## Objectif a
Combien de lignes des enregistrements ci-dessous contiennent la chaîne « sweatshirt » ? Donnez seulement ce nombre.

-------- Extrait choisi

Les multinationales pensent aussi à notre bien-être : ce n’est pas une coïncidence si Nestlé et Unilever font presque simultanément une offre pour des producteurs de vitamines et de compléments alimentaires sains. La santé est un big business, et plus encore depuis la pandémie. Le fait que nous ayons bu nettement moins de bière l’année dernière est une bonne nouvelle à cet égard, sauf pour les brasseurs, qui constatent un engouement croissant pour les eaux fruitées alcoolisées, que les consommateurs branchés appellent également « hard seltzers ». Allez, plus qu’une semaine et on pourra s’y remettre, non ? Même si la météo ne sera pas favorable à la consommation en terrasse, Carlsberg se réjouit déjà.
Gâtés et débordés
Les prémonitions quant à la fin des supermarchés se sont jusqu’à présent révélées plutôt prématurées, mais si j’étais détaillant alimentaire, je ne dormirais pas sur mes deux oreilles. Les consommateurs gâtés et débordés ont découvert la commodité des box repas, et cette tendance est loin d’être terminée. Simply You Box, le numéro trois sur le marché belge, n’opère plus sous l’égide de Carrefour Belgique mais sous celle du leader français Quitoque et prévoit à nouveau un doublement des ventes cette année. Les concurrents, parmi lesquels pas un seul n’est parvenu à concocter une réponse efficace, sont prévenus.
Et si le supermarché survit, ce sera sans caisse enregistreuse. Du moins si cela n’en tenait qu’à Amazon : la technologie Just Walk Out est désormais prête à être déployée dans les grands magasins. Le personnel ne sert plus qu’au remplissage des rayons, une tâche qui sera bientôt confiée à des robots. Ainsi, le dernier argument en faveur des achats en magasin physique, à savoir un contact social dans ce contexte de distanciation, ne tient plus la route. C’est moi ou il y a vraiment quelque chose qui ne va dans ce modèle commercial ? Jeff pourrait bien le savoir. Les investisseurs allemands croient encore dans le supermarché et ont accordé à Jumbo pas moins de 200 millions d’euros pour poursuivre son extension. Chez nous aussi, donc.
Mille-feuille orange
Nous pouvions déjà voir la tempête à l’horizon lorsque nous avons reçu un e-mail quelque peu mystérieux de Delhaize mardi matin : « Nous changeons de nom, plus d’infos bientôt. » Une blague ? Apparemment non : dans une tentative de reproduire le coup d’éclat de Jupiler (Belgique, vous vous souvenez ?), le détaillant change une lettre de son nom. Bénial ! Non pas en vue du championnat européen de football, mais en hommage à ses 1 600 fournisseurs belges, notamment. Ils ont immédiatement eu la larme à l’œil, vous imaginez bien. Pas vraiment par émotion, mais parce que les récentes négociations annuelles sont encore douloureuses.

----------------

## Objectif b
Recopiez tel quel l'extrait ci-dessus sur la grande distribution, tout ce qui va de « Mille-feuille orange » jusqu'à « sont encore douloureuses. ».

-------- Données fournies

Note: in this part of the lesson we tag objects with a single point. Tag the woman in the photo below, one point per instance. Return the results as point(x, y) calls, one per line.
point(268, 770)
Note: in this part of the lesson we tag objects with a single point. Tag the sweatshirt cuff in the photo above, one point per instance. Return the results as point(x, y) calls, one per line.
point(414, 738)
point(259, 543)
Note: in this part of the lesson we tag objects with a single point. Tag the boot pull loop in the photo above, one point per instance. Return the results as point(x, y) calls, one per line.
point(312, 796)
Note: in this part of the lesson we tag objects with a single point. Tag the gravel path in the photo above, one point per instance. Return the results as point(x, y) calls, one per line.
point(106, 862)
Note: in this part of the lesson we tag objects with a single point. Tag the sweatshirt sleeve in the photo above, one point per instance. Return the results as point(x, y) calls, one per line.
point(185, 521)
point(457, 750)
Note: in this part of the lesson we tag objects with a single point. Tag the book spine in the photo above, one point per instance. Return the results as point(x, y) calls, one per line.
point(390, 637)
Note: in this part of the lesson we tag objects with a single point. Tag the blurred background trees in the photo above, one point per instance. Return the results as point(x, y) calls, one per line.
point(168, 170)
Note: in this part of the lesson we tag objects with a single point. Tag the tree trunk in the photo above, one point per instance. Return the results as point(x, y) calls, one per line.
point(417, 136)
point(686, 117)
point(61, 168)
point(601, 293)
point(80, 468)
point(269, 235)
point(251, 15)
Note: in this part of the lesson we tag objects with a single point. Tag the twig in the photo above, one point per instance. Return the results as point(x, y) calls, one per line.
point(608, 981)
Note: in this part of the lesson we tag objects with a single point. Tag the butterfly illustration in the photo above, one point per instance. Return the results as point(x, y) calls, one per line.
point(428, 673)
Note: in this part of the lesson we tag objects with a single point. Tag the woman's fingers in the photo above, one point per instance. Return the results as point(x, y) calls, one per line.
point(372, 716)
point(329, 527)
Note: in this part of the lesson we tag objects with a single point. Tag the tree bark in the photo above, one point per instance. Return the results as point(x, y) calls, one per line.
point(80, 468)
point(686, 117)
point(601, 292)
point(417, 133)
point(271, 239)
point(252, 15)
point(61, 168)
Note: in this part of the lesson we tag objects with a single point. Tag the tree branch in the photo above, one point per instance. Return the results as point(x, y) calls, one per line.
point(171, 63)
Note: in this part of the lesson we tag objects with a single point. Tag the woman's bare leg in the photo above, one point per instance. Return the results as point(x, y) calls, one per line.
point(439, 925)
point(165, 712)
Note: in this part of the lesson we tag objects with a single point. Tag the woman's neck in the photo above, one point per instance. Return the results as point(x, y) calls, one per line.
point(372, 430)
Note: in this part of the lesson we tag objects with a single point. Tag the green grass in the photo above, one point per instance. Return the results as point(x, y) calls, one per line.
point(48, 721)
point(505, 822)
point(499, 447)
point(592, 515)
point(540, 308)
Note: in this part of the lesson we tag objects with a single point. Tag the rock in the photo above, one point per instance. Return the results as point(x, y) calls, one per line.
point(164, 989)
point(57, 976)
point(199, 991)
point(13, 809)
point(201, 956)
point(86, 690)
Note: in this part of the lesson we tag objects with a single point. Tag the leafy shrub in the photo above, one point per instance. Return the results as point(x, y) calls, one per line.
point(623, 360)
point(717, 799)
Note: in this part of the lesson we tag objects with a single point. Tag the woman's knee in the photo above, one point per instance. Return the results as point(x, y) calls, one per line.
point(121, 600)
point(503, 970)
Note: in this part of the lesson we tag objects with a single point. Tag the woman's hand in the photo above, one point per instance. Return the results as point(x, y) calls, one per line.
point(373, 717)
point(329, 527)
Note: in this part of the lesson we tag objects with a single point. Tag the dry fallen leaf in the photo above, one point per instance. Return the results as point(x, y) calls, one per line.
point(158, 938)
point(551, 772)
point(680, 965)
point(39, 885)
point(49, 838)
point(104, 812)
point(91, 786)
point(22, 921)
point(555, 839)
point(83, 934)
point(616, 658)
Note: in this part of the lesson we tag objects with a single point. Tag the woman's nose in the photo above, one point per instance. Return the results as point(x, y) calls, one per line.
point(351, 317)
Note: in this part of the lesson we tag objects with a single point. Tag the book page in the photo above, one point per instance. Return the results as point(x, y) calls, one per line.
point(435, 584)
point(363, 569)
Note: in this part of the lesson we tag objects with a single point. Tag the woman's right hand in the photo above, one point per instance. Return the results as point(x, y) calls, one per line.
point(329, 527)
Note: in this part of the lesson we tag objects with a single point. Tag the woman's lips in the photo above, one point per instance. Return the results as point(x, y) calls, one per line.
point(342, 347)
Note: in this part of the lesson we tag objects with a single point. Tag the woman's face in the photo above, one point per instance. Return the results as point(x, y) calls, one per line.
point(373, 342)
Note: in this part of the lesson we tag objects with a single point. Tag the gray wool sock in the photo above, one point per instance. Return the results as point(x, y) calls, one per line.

----------------

## Réponse a
2

## Réponse b
Mille-feuille orange
Nous pouvions déjà voir la tempête à l’horizon lorsque nous avons reçu un e-mail quelque peu mystérieux de Delhaize mardi matin : « Nous changeons de nom, plus d’infos bientôt. » Une blague ? Apparemment non : dans une tentative de reproduire le coup d’éclat de Jupiler (Belgique, vous vous souvenez ?), le détaillant change une lettre de son nom. Bénial ! Non pas en vue du championnat européen de football, mais en hommage à ses 1 600 fournisseurs belges, notamment. Ils ont immédiatement eu la larme à l’œil, vous imaginez bien. Pas vraiment par émotion, mais parce que les récentes négociations annuelles sont encore douloureuses.